#### MATERIAL FOR THIS TASK ####

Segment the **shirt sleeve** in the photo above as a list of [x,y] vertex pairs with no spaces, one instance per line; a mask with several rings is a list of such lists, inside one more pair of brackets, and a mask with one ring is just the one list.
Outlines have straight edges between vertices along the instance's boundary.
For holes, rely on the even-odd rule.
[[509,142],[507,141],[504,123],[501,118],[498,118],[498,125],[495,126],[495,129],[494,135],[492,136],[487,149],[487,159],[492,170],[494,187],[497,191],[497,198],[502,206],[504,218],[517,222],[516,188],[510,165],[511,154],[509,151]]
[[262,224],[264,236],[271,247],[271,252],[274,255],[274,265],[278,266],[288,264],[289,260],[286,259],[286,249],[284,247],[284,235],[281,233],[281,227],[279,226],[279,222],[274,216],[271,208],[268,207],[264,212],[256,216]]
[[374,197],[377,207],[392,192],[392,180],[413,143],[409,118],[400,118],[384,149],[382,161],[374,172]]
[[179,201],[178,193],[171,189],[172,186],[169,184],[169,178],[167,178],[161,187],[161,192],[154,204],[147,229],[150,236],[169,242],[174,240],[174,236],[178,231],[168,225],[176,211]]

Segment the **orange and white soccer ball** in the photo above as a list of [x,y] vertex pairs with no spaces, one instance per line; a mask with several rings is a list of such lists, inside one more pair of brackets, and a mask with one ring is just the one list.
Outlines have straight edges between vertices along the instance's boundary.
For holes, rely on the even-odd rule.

####
#### MATERIAL FOR THIS TASK ####

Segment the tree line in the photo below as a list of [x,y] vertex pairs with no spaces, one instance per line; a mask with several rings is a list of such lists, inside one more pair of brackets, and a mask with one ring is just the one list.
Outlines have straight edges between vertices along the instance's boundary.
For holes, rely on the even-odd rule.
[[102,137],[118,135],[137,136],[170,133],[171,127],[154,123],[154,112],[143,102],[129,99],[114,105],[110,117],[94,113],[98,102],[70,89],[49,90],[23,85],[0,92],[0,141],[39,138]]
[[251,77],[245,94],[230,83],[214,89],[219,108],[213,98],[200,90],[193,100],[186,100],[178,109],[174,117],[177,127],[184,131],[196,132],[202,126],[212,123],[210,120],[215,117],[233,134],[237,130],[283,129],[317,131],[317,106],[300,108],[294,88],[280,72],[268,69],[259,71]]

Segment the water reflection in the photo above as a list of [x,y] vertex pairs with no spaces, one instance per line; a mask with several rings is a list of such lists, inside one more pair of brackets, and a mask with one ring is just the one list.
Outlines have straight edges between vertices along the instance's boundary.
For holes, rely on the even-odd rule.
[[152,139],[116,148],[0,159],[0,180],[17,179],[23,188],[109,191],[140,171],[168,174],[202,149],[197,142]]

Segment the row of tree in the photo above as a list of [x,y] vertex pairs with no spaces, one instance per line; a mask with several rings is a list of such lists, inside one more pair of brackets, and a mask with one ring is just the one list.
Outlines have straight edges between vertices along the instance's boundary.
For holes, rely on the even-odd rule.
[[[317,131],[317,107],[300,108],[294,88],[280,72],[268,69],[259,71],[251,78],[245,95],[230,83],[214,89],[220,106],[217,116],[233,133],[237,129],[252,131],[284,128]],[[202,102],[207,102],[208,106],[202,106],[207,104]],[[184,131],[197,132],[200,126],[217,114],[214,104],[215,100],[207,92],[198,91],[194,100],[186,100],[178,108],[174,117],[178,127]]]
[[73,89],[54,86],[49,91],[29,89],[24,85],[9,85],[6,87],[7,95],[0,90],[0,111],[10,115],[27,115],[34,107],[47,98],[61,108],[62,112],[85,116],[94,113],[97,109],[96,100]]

####
#### MATERIAL FOR THIS TASK ####

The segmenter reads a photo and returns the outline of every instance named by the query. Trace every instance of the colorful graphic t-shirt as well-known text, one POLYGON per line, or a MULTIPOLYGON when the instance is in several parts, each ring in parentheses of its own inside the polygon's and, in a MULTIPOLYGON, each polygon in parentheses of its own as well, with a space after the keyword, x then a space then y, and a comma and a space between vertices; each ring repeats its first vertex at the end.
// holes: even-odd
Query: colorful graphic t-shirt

####

TASK REQUIREMENTS =>
How many lines in the three blocks above contain the word "list"? Reply with the number alone.

RESPONSE BELOW =>
5